- EXERCISE DIRECTIONS
Output every line of the items below precisely as it appears.

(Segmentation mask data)
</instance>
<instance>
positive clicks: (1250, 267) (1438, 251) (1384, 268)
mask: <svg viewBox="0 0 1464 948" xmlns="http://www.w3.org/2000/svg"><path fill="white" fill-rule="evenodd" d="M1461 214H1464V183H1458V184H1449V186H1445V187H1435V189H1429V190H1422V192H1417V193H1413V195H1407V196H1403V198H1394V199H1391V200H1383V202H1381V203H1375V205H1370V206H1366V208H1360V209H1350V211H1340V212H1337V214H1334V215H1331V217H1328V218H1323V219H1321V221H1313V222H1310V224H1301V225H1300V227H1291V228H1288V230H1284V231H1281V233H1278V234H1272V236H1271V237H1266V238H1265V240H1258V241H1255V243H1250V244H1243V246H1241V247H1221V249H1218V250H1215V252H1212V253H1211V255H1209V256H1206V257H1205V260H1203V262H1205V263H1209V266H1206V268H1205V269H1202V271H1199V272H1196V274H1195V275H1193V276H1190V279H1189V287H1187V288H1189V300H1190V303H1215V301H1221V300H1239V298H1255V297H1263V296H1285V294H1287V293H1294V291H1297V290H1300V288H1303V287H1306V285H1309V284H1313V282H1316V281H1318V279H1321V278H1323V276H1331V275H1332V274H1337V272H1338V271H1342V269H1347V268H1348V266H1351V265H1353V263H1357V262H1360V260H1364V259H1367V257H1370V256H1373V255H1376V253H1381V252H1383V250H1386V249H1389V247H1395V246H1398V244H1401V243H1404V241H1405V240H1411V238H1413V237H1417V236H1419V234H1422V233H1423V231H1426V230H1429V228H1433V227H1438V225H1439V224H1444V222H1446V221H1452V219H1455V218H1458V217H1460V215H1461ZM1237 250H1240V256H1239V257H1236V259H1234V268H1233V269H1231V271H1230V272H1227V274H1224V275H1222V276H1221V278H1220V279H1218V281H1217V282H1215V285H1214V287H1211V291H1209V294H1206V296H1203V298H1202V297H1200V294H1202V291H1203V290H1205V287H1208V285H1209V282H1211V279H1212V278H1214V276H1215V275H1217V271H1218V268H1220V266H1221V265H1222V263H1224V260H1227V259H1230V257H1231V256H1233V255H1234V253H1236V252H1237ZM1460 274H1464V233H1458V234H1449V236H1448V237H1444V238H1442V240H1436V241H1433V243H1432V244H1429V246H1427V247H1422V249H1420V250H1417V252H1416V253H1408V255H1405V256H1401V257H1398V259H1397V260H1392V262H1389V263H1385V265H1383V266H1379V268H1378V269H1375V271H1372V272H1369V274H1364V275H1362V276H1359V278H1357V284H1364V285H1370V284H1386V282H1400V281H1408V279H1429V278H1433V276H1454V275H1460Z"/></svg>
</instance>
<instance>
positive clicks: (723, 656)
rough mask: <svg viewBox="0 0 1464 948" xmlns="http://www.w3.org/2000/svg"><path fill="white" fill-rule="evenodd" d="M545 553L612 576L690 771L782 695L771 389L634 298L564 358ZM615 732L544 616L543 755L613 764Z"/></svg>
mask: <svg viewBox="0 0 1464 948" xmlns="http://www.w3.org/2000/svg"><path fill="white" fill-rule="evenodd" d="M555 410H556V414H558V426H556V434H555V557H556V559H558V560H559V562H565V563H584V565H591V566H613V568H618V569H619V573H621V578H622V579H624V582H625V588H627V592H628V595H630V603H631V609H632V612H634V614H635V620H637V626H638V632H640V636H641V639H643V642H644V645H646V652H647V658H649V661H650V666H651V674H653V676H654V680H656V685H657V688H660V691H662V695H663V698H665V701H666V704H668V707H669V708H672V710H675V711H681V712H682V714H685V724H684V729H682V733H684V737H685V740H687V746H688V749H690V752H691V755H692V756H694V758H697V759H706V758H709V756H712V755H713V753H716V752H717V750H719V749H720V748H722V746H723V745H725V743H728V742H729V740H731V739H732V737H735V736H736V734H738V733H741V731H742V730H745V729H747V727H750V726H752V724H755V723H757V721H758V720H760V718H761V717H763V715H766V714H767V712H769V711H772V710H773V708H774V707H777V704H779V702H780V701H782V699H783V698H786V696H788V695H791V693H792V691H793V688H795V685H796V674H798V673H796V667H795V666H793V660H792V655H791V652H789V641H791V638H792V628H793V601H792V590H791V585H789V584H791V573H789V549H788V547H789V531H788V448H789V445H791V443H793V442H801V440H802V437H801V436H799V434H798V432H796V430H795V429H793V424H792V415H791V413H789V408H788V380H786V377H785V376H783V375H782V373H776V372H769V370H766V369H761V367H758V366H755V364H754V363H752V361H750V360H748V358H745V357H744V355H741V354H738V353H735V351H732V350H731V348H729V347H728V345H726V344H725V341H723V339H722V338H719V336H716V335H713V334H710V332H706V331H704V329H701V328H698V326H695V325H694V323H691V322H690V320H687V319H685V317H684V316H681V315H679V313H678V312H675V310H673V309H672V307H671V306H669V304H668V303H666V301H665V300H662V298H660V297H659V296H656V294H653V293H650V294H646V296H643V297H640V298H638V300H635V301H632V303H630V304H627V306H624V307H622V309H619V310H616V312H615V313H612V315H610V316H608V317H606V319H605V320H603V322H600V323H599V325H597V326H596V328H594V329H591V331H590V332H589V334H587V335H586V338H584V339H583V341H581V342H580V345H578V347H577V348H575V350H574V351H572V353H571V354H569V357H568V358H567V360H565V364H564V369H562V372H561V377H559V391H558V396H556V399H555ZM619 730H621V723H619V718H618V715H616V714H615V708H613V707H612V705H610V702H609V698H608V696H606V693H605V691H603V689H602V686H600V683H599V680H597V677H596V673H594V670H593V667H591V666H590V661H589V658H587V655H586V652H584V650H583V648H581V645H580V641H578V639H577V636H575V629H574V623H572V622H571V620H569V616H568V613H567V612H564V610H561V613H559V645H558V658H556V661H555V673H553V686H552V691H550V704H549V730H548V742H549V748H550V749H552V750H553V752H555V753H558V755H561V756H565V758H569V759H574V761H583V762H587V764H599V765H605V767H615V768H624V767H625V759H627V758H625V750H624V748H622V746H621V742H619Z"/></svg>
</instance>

- FINAL ANSWER
</instance>
<instance>
positive clicks: (1250, 267) (1438, 251) (1384, 268)
mask: <svg viewBox="0 0 1464 948" xmlns="http://www.w3.org/2000/svg"><path fill="white" fill-rule="evenodd" d="M1461 214H1464V183H1458V184H1449V186H1445V187H1435V189H1429V190H1422V192H1417V193H1413V195H1407V196H1403V198H1394V199H1391V200H1383V202H1381V203H1375V205H1370V206H1366V208H1360V209H1350V211H1340V212H1337V214H1334V215H1331V217H1328V218H1323V219H1321V221H1313V222H1310V224H1301V225H1300V227H1291V228H1288V230H1284V231H1281V233H1278V234H1272V236H1271V237H1266V238H1265V240H1258V241H1255V243H1250V244H1243V246H1241V247H1221V249H1218V250H1215V252H1212V253H1211V255H1209V256H1206V257H1205V260H1203V262H1205V263H1209V266H1206V268H1205V269H1202V271H1199V272H1196V274H1195V275H1193V276H1190V279H1189V287H1187V288H1189V300H1190V303H1215V301H1221V300H1239V298H1255V297H1263V296H1285V294H1287V293H1294V291H1297V290H1300V288H1303V287H1306V285H1309V284H1313V282H1316V281H1318V279H1321V278H1323V276H1331V275H1332V274H1337V272H1338V271H1342V269H1347V268H1348V266H1351V265H1353V263H1357V262H1360V260H1364V259H1367V257H1370V256H1373V255H1376V253H1381V252H1383V250H1386V249H1389V247H1395V246H1398V244H1401V243H1404V241H1405V240H1411V238H1413V237H1417V236H1419V234H1422V233H1423V231H1426V230H1429V228H1433V227H1438V225H1439V224H1444V222H1446V221H1452V219H1455V218H1458V217H1460V215H1461ZM1237 250H1240V256H1239V257H1236V259H1234V268H1233V269H1231V271H1230V272H1227V274H1224V275H1222V276H1221V278H1220V279H1218V281H1217V282H1215V285H1214V287H1211V291H1209V294H1206V296H1203V298H1202V297H1200V294H1202V291H1203V290H1205V287H1208V285H1209V282H1211V279H1212V278H1214V276H1215V275H1217V271H1218V268H1220V266H1221V265H1222V263H1224V260H1227V259H1230V257H1231V256H1233V255H1234V253H1236V252H1237ZM1460 274H1464V233H1458V234H1449V236H1448V237H1444V238H1442V240H1436V241H1433V243H1432V244H1429V246H1427V247H1422V249H1420V250H1417V252H1416V253H1408V255H1405V256H1401V257H1398V259H1397V260H1392V262H1389V263H1385V265H1383V266H1379V268H1378V269H1375V271H1372V272H1369V274H1364V275H1362V276H1359V278H1357V284H1364V285H1370V284H1386V282H1400V281H1408V279H1429V278H1433V276H1454V275H1460Z"/></svg>
</instance>
<instance>
positive clicks: (723, 656)
rough mask: <svg viewBox="0 0 1464 948" xmlns="http://www.w3.org/2000/svg"><path fill="white" fill-rule="evenodd" d="M545 553L612 576L690 771L782 695L771 389L634 298L564 358ZM615 732L544 616L543 755L613 764Z"/></svg>
mask: <svg viewBox="0 0 1464 948" xmlns="http://www.w3.org/2000/svg"><path fill="white" fill-rule="evenodd" d="M555 410H556V414H558V426H556V434H555V557H556V559H558V560H559V562H565V563H584V565H591V566H613V568H618V569H619V573H621V578H622V579H624V582H625V588H627V592H628V595H630V603H631V609H632V612H634V614H635V620H637V626H638V632H640V636H641V639H643V642H644V645H646V652H647V658H649V661H650V666H651V674H653V676H654V680H656V685H657V688H660V691H662V695H663V698H665V701H666V704H668V707H669V708H672V710H675V711H681V712H682V714H685V724H684V729H682V733H684V737H685V740H687V746H688V749H690V752H691V755H692V756H694V758H697V759H706V758H709V756H712V755H713V753H716V752H717V750H719V749H720V748H722V746H723V745H725V743H728V742H729V740H731V739H732V737H735V736H736V734H738V733H741V731H742V730H745V729H747V727H750V726H752V724H755V723H757V721H758V720H760V718H761V717H763V715H766V714H767V712H769V711H772V710H773V708H774V707H777V704H779V702H780V701H782V699H783V698H786V696H788V695H791V693H792V691H793V688H795V685H796V674H798V673H796V667H795V666H793V660H792V655H791V652H789V641H791V638H792V628H793V601H792V590H791V585H789V584H791V573H789V549H788V547H789V531H788V448H789V445H791V443H793V442H801V440H802V437H801V436H799V434H798V432H796V430H795V429H793V424H792V415H791V413H789V408H788V380H786V377H785V376H783V375H782V373H776V372H769V370H766V369H761V367H758V366H755V364H754V363H752V361H750V360H748V358H745V357H744V355H741V354H738V353H735V351H732V350H731V348H729V347H728V345H726V344H725V341H723V339H722V338H719V336H716V335H713V334H710V332H706V331H704V329H701V328H698V326H695V325H694V323H691V322H690V320H687V319H685V317H684V316H681V315H679V313H678V312H675V310H673V309H672V307H671V306H669V304H668V303H666V301H665V300H662V298H660V297H659V296H656V294H653V293H650V294H646V296H643V297H640V298H638V300H635V301H632V303H630V304H627V306H624V307H622V309H619V310H616V312H615V313H612V315H610V316H608V317H606V319H605V320H603V322H600V323H599V325H597V326H596V328H594V329H591V331H590V332H589V334H587V335H586V338H584V339H583V341H581V342H580V345H578V347H577V348H575V350H574V351H572V353H571V354H569V357H568V358H567V360H565V364H564V369H562V372H561V377H559V391H558V396H556V399H555ZM619 730H621V723H619V718H618V715H616V714H615V708H613V707H612V705H610V702H609V698H608V696H606V693H605V691H603V689H602V686H600V683H599V680H597V677H596V673H594V670H593V667H591V666H590V661H589V658H587V655H586V652H584V650H583V648H581V645H580V641H578V639H577V636H575V629H574V623H572V622H571V620H569V616H568V613H567V612H564V610H561V613H559V645H558V658H556V661H555V673H553V686H552V691H550V704H549V730H548V742H549V748H550V749H552V750H553V752H555V753H558V755H561V756H565V758H569V759H574V761H583V762H587V764H599V765H605V767H615V768H624V767H625V759H627V758H625V750H624V748H622V746H621V742H619Z"/></svg>
</instance>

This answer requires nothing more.